- Texto de leitura
==*==

Do ponto de vista do periculum in mora, a providência também deve ser, entretanto, concedida quando, mesmo que não seja de prever que a reintegração, no plano dos factos, da situação conforme à legalidade se tornará impossível pela mora do processo, os factos concretos alegados pelo requerente inspirem o fundado receio da produção de “prejuízos de difícil reparação” no caso de a providência ser recusada, seja porque a reintegração no plano dos factos se perspectiva difícil, seja porque pode haver prejuízos que, em qualquer caso, se produzirão ao longo do tempo e que a reintegração da legalidade não é capaz de reparar ou, pelo menos, de reparar integralmente. Ainda neste último caso, justifica-se a adopção da providência para evitar o risco do retardamento da tutela que deverá ser assegurada pela sentença a proferir no processo principal: pense-se no risco da interrupção do pagamento de vencimentos ou pensões, que podem ser a principal ou mesmo a única fonte de rendimento do interessado.

Do exposto resulta que as providências cautelares visam impedir que, durante a pendência de qualquer acção principal, a situação de facto se altere de modo a que a decisão nela proferida, sendo favorável ao requerente, perca toda a sua eficácia ou parte dela (cfr., i.a., o ac. de 22.09.2016 deste TCAS, proc. n.º 13468/16; idem o ac. de 20.04.2017, proc. n.º 1197/16.3BESNT, por nós relatado).

Quanto ao requisito do fumus boni juris cumpre destacar que a revisão do CPTA de 2015, operada pelo Decreto-Lei n.º 214-G/2015, de 2 de Outubro, modificou a sua relevância, quer no que se refere à sua suficiência para o decretamento da providência (situação que o anterior art. 120.º, n.º 1, al. a), previa), quer por via da uniformização do regime no que se refere à comprovação da probabilidade de procedência da acção principal (existente no regime anterior, em que se distinguia, com exigência variável, conforme estivesse em causa uma providência conservatória ou uma providência antecipatória).

==*==

- Registos
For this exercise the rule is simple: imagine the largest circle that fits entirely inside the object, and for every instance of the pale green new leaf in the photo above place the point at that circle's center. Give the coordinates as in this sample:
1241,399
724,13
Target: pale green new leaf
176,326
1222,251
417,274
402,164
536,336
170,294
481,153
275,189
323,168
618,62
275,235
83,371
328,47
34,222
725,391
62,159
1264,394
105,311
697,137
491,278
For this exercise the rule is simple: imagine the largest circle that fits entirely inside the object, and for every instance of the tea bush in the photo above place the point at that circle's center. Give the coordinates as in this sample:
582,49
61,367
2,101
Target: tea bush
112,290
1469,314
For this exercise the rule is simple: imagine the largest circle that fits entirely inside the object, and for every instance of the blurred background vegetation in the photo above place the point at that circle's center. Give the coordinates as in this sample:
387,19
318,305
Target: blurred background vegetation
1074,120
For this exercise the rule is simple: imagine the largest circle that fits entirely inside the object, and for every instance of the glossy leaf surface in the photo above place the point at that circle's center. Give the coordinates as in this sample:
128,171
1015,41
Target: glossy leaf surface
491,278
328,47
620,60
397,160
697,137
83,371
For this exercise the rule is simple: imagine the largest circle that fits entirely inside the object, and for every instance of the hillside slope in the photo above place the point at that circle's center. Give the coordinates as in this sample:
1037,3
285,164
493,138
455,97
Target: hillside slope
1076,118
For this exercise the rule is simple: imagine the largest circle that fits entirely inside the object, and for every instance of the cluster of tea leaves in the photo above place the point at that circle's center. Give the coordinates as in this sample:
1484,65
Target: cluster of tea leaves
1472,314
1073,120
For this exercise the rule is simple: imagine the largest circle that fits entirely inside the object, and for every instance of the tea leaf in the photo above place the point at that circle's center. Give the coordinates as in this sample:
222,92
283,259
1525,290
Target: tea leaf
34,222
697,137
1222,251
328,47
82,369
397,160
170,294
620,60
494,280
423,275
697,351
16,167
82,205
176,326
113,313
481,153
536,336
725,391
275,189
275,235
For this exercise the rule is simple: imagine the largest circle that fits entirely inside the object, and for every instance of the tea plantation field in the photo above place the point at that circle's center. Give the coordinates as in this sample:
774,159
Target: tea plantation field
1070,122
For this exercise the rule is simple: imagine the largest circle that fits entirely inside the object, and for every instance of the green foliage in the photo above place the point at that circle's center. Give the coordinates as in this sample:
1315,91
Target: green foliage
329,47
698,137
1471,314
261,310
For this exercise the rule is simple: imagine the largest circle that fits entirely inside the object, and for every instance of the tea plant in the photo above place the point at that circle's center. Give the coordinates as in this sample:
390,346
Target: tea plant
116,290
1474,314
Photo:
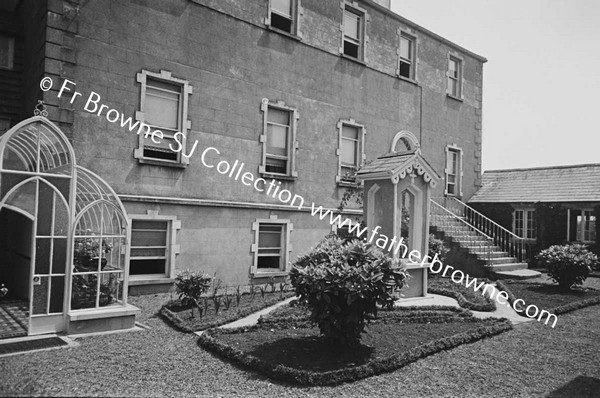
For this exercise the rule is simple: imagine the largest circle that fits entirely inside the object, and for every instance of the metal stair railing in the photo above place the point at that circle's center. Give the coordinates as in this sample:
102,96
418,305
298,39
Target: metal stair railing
446,220
508,242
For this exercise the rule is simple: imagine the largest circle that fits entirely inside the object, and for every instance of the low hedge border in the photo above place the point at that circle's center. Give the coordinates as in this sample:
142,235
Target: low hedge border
464,302
561,309
181,325
209,341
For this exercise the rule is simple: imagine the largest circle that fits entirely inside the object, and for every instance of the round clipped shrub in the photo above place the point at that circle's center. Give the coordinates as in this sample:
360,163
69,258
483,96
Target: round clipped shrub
191,286
342,283
568,265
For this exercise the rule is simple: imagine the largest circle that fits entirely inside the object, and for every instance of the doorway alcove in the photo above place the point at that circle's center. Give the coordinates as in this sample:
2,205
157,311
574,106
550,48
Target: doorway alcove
397,191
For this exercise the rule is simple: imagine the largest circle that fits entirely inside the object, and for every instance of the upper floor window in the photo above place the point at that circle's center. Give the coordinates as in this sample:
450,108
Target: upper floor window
283,15
524,224
406,66
7,52
272,246
164,104
350,151
453,171
454,77
278,138
586,225
353,32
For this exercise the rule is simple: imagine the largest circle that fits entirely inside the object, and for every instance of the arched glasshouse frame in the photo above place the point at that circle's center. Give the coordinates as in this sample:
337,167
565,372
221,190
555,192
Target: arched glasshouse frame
63,234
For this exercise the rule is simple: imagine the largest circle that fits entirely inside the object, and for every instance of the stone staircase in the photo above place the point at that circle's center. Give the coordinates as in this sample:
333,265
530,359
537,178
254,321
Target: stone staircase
493,249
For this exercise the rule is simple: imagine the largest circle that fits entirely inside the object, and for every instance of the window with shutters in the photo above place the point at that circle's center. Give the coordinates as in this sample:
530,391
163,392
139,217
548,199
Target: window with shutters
152,248
407,55
163,107
278,139
350,150
453,171
272,246
283,16
353,28
7,52
455,72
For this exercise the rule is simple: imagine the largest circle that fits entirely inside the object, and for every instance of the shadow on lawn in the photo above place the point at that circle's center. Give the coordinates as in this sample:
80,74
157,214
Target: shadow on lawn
581,387
312,353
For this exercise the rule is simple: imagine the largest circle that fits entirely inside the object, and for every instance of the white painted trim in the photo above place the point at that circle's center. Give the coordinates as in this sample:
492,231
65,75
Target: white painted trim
172,249
461,65
371,206
409,34
364,18
361,142
222,203
184,123
286,249
297,10
292,142
459,171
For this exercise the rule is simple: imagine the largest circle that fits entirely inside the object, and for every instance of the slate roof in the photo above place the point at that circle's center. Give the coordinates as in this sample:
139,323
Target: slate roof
577,183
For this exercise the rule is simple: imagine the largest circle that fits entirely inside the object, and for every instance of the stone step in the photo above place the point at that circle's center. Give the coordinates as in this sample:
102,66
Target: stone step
484,255
502,260
518,274
508,267
472,241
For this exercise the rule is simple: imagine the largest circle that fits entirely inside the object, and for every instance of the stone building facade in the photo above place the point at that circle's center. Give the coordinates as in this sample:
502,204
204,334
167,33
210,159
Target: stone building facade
301,92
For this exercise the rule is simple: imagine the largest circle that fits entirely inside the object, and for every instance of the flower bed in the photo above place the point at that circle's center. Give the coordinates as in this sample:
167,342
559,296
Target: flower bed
549,297
466,297
187,318
290,349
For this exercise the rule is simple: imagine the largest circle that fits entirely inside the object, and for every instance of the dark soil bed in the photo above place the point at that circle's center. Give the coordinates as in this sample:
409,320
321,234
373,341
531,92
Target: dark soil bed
290,351
188,319
303,348
466,297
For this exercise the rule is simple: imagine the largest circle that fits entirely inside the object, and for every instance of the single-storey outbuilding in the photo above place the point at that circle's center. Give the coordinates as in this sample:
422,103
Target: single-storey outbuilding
545,205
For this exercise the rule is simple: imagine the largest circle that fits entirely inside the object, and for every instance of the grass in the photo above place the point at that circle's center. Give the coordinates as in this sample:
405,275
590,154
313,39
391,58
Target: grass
289,349
531,360
466,297
548,296
188,319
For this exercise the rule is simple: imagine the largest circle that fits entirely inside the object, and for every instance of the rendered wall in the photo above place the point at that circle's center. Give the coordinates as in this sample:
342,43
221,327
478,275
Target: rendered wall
223,49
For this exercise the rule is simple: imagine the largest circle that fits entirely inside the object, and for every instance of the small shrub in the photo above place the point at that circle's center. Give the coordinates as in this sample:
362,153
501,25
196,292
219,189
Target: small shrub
437,246
191,286
342,283
568,265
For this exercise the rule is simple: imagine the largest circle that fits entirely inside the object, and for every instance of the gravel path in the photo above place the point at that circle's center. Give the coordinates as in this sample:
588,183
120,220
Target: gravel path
532,360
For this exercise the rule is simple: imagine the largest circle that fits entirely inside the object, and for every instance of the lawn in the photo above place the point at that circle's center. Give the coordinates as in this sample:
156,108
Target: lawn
289,348
530,360
547,295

==*==

- Detalhes da tarefa
Responda com base no texto sobre providências cautelares:
(a) Que exemplo é dado para o risco do retardamento da tutela?
(b) O que visam impedir as providências cautelares, segundo o texto?
(c) Que diploma operou a revisão do CPTA de 2015?
Não é preciso consultar os registos.

- Solução do problema
(a) O risco da interrupção do pagamento de vencimentos ou pensões, que podem ser a principal ou mesmo a única fonte de rendimento do interessado.
(b) Visam impedir que, durante a pendência de qualquer acção principal, a situação de facto se altere de modo a que a decisão nela proferida, sendo favorável ao requerente, perca toda a sua eficácia ou parte dela.
(c) O Decreto-Lei n.º 214-G/2015, de 2 de Outubro.